* **Passage for review**
Give and Take

Rangel's blogging about Todd Krampitz, the 32 year old liver patient who bought billboards and a website (www.toddneedsaliver.com) to advertise his plight. Today, less than a week after his unprecedented blitz, he received a new liver from a cadaver.

Good news? Bad news? I think we can all agree that loved ones should be able to donate kidneys or liver tissue. We can also agree that selling organs is distasteful, at least to armchair philosophers and op-ed columnists.

Todd's case falls in between. Some family was moved by his situation and wanted to help (even though Todd's prognosis with the new liver is still poor). But other people (like Dr. Rangel) have no qualms writing this off as crass commercialism:

Todd Krampitz essentially bought his liver and screwed who knows which patient likely to be far sicker than Todd out of a chance for a cure of their liver disease and the addition of many years of life. Organ donations that specify the recipient are rare (only about 50 out of thousands of transplants each year) because cadaver organ donation is almost always an anonymous process. Unlike most transplant patients and their families, Todd Krampitz (who owns his own digital photography company) had enough money to pay thousands of dollars for billboard and other ads.

Because transplantable organs represent a very finite commodity, rationing is mandatory and the UNOS was supposed to impart as much fairness to the system as possible. Diagnosis, medical condition, and age are the criteria that are supposed to determine who gets to the head of a transplant list. Todd's media campaign for a new liver sets a very disturbing precedent. What happens if more and more patients begin their own ad campaigns? Will the organ go to that patient who spent the most and advertised the most? How will this be functionally and ethically different from allowing organs to go to the highest bidder?

I've sat in on these liver distribution meetings, and it's a grim calculus. Testimonials are read, psychological profiles and support structures are reviewed, and prognosis for the new liver is determined. If you give a liver to a former alcoholic, will he start drinking again? If you wait until the hepatitis patient is sicker, will he become too sick to survive the transplant?

These are tough questions. Rangel thinks the system, as it is, is fair:

According to Life Gift, in 2003 there were over 17,000 patients waiting for a liver transplant nation wide but only 2,771 transplants were done. The waiting list has dramatically increased from only 1,600 patients ten years ago and the average wait time to receive a liver is now almost 800 days! Without a transplant about 10% of those on waiting lists die each year (about 1,300 patients).

* **The data**
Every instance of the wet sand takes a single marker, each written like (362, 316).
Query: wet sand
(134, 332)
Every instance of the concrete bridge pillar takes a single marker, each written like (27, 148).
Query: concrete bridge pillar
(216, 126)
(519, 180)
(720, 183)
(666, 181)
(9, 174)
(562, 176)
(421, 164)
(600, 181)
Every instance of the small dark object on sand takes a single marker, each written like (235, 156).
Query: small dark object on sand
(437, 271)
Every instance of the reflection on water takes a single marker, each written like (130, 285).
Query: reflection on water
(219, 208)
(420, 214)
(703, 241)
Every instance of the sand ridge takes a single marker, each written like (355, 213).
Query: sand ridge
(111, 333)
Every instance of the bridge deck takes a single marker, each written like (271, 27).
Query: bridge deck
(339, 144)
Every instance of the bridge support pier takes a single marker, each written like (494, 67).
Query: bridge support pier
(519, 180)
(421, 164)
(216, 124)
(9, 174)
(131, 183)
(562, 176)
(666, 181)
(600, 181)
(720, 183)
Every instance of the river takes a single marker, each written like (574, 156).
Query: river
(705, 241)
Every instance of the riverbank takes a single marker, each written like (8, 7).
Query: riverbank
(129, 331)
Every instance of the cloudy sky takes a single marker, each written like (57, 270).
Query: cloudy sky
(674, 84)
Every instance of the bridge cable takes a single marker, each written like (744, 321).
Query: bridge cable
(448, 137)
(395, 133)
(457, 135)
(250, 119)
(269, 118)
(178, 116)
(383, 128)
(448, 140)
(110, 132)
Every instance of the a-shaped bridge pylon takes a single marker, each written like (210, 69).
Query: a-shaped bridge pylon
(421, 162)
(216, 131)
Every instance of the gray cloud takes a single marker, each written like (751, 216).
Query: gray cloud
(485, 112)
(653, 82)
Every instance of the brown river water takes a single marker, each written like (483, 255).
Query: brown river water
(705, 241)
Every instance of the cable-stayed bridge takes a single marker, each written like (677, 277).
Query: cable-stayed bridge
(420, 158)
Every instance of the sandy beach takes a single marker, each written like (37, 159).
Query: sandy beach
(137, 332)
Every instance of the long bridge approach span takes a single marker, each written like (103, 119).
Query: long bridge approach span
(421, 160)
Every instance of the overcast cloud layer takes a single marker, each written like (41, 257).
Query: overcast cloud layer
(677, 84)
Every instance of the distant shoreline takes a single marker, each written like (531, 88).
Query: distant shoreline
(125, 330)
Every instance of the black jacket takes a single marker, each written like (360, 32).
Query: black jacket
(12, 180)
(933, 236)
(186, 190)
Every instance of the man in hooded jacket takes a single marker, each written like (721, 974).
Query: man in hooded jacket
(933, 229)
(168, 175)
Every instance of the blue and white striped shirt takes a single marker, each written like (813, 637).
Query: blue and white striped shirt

* **Questions**
(a) In the post about Todd Krampitz, which three criteria are supposed to determine who gets to the head of a transplant list?
(b) Carry on the post about Todd Krampitz's liver transplant from its final sentence.
The listing is taken from a separate source unrelated to the post about Todd Krampitz.

* **Answers by item number**
(a) Diagnosis, medical condition, and age.

(b)
So yes, it's fair by the standard of ignoring human preferences. But hardly fair in the sense that hundreds die waiting. What I want to know is: did Todd find a liver from outside the existing donor pool? Did his advertising persuade someone to donate tissue, who otherwise would not have donated?

If that's the case, then good for him. Let others grouse about "dangerous precedents." Rangel worries that soon the airwaves will be crowded with appeals, and soon donors will only want to give to non-alcoholic cirrhosis patients, or only young people, or only specific ethnicities (or, if I may add, only people who 'compensate the donor for their troubles'). In my experience, donors tend to be more altruistic than that, but I'll concede it's a possibility.

So what? The current anonymous system is not getting the job done. People are dying, or waiting until they're so sick they don't do well with the new liver. I'll wager that private advertising and selective donations, while repugnant to some, will actually increase net donations.

And there is the small matter of it being the donor's tissue to begin with. If people want to donate it, or keep it, or drink it into oblivion, it's their choice.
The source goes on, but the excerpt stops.